Items from a data source:
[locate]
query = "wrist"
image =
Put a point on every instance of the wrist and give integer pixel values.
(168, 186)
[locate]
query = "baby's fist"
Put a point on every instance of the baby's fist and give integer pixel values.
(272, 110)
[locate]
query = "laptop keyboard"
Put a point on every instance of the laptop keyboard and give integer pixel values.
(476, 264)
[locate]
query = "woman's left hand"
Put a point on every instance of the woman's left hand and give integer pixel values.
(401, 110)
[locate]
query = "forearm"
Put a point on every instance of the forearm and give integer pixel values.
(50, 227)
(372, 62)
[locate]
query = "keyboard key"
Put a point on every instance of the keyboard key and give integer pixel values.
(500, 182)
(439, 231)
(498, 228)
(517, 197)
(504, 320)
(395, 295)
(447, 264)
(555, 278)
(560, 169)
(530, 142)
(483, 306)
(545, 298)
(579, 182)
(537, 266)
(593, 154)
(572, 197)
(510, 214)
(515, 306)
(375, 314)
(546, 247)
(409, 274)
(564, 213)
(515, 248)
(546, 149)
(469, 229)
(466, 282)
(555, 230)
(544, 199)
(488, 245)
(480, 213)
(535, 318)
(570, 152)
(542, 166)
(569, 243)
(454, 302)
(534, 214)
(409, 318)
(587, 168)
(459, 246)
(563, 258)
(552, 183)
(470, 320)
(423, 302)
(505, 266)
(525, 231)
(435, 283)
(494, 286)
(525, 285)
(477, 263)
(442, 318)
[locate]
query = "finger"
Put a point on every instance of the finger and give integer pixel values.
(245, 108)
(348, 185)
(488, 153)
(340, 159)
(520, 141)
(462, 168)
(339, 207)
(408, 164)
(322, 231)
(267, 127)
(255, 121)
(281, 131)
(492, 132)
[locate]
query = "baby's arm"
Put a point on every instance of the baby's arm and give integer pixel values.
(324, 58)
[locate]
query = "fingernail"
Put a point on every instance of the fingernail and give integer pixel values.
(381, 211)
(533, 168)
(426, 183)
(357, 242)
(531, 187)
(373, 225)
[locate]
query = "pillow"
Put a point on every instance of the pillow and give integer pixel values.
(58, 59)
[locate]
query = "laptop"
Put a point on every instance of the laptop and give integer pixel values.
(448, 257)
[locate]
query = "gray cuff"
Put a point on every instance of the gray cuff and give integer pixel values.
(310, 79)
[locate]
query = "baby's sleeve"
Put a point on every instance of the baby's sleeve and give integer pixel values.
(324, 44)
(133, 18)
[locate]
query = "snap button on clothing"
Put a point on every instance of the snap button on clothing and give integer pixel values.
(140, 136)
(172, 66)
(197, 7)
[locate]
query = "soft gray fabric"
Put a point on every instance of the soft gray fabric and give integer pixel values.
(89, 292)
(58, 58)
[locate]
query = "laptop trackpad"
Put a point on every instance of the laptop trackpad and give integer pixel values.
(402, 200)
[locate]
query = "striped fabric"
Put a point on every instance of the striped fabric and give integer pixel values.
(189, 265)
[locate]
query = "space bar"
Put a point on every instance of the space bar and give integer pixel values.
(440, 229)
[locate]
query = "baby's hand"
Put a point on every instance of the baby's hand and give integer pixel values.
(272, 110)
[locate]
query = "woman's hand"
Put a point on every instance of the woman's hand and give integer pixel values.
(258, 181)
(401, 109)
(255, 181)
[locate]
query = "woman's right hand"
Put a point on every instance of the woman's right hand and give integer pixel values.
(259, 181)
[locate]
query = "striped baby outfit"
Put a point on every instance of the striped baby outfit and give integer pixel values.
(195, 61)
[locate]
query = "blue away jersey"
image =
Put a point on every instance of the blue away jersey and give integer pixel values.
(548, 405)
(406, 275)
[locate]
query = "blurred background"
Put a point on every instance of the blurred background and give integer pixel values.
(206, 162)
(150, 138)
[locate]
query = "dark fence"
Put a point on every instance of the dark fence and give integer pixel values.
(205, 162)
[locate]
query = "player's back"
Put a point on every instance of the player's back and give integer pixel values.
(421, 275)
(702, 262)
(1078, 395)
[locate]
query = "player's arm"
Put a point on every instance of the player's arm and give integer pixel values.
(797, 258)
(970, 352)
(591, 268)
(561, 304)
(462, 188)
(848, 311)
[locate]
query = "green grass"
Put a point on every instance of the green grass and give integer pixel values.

▶ [What the exercise asks] Write the material out exactly, with nothing left out.

▶ [Result below]
[locate]
query = "wrist"
image =
Put a point on every instance of the wrist and give integer pixel values.
(168, 186)
[locate]
query = "baby's fist"
Put a point on every instance of the baby's fist and give integer pixel values.
(272, 110)
[locate]
query = "laptop keyboard"
Put a point on every instance of the laptop keyboard and give integer pixel values.
(476, 264)
[locate]
query = "woman's left hand"
Put a point on every instance of the woman's left hand and give integer pixel values.
(401, 110)
[locate]
query = "forearm"
Put a point on every instance of the forearm and give integer pixel values.
(50, 227)
(372, 62)
[locate]
query = "keyboard key"
Put a point on every instance of the keyboard key and give integer pixel values.
(500, 182)
(439, 231)
(498, 228)
(517, 197)
(504, 320)
(395, 295)
(447, 264)
(555, 278)
(560, 169)
(530, 142)
(483, 306)
(545, 298)
(579, 182)
(537, 266)
(593, 154)
(572, 197)
(510, 214)
(515, 306)
(375, 314)
(546, 247)
(409, 274)
(564, 213)
(515, 248)
(546, 149)
(469, 229)
(466, 282)
(555, 230)
(544, 199)
(488, 245)
(480, 213)
(535, 318)
(570, 152)
(542, 166)
(569, 243)
(454, 302)
(534, 214)
(409, 318)
(587, 168)
(459, 246)
(563, 258)
(552, 183)
(470, 320)
(423, 302)
(505, 266)
(525, 231)
(435, 283)
(494, 286)
(525, 285)
(477, 263)
(442, 318)
[locate]
query = "finger"
Put a point on every instance of the finger and give integer pixel values.
(245, 108)
(348, 185)
(488, 153)
(340, 159)
(520, 141)
(462, 168)
(339, 207)
(408, 164)
(322, 231)
(267, 127)
(255, 121)
(281, 131)
(492, 132)
[locate]
query = "baby's arm"
Put a point on every instance of the baby's arm and give integer pixel values.
(324, 58)
[locate]
query = "fingernail"
Put a point on every instance of the fingernail and give integer pixel values.
(381, 211)
(533, 168)
(426, 183)
(357, 242)
(531, 187)
(373, 225)
[locate]
query = "pillow"
Put a point on every instance of the pillow and give integer pixel values.
(58, 59)
[locate]
query = "laptop"
Put a point on every instance of the laptop and give integer pixel values.
(448, 257)
[locate]
query = "gray cuff"
Put a point on every instance of the gray cuff and give integer pixel values.
(310, 79)
[locate]
query = "baby's sleeve"
Put a point on every instance of the baby's sleeve and give integer pixel values.
(324, 44)
(133, 18)
[locate]
query = "snap button on clothing"
Put a point on every instance of the snap button on clothing and give integer pixel values.
(140, 136)
(172, 66)
(197, 7)
[locate]
query = "soft gray fabric"
Put a point on every instance of the soft gray fabric and give integer pixel values.
(89, 292)
(58, 58)
[locate]
query = "laptop trackpad"
Put a point on every instance of the laptop trackpad and give integer pixel values.
(402, 200)
[locate]
query = "striped fabric"
Put a point on every instance of the striped fabric and give integer pixel values.
(189, 265)
[locate]
query = "space bar"
Put a point on every instance of the space bar and give integer pixel values.
(440, 229)
[locate]
query = "baby's hand"
Put a point on every instance of the baby's hand and give integer pixel values.
(272, 110)
[locate]
query = "woman's hand"
Put a point on every instance of the woman's hand and give integer pixel values.
(258, 181)
(401, 109)
(255, 181)
[locate]
query = "woman's right hand"
Put a point on every instance of the woman's right hand and give integer pixel values.
(259, 181)
[locate]
query = "striped baby outfit"
Put a point on every instance of the striped baby outfit and give integer pixel values.
(195, 61)
[locate]
query = "blue away jersey"
image =
Put a point on every instance of the blue away jersey and give integer pixel values.
(548, 405)
(406, 275)
[locate]
query = "blurred background"
Put a point on every instance of the blurred background and give integer pixel values.
(206, 162)
(150, 138)
[locate]
query = "dark fence"
Put a point on every instance of the dark fence and give integer pixel values.
(205, 162)
[locate]
query = "player's back"
Put a point on every instance of the player's back and give integer pixel values.
(421, 275)
(702, 262)
(1078, 395)
[locate]
query = "player's arm"
Put a point on every instance of the player's arm and give integer pixel values.
(797, 258)
(970, 352)
(591, 268)
(561, 304)
(462, 188)
(848, 311)
[locate]
query = "green grass"
Put a point on every instance of the green grass and give integer pixel values.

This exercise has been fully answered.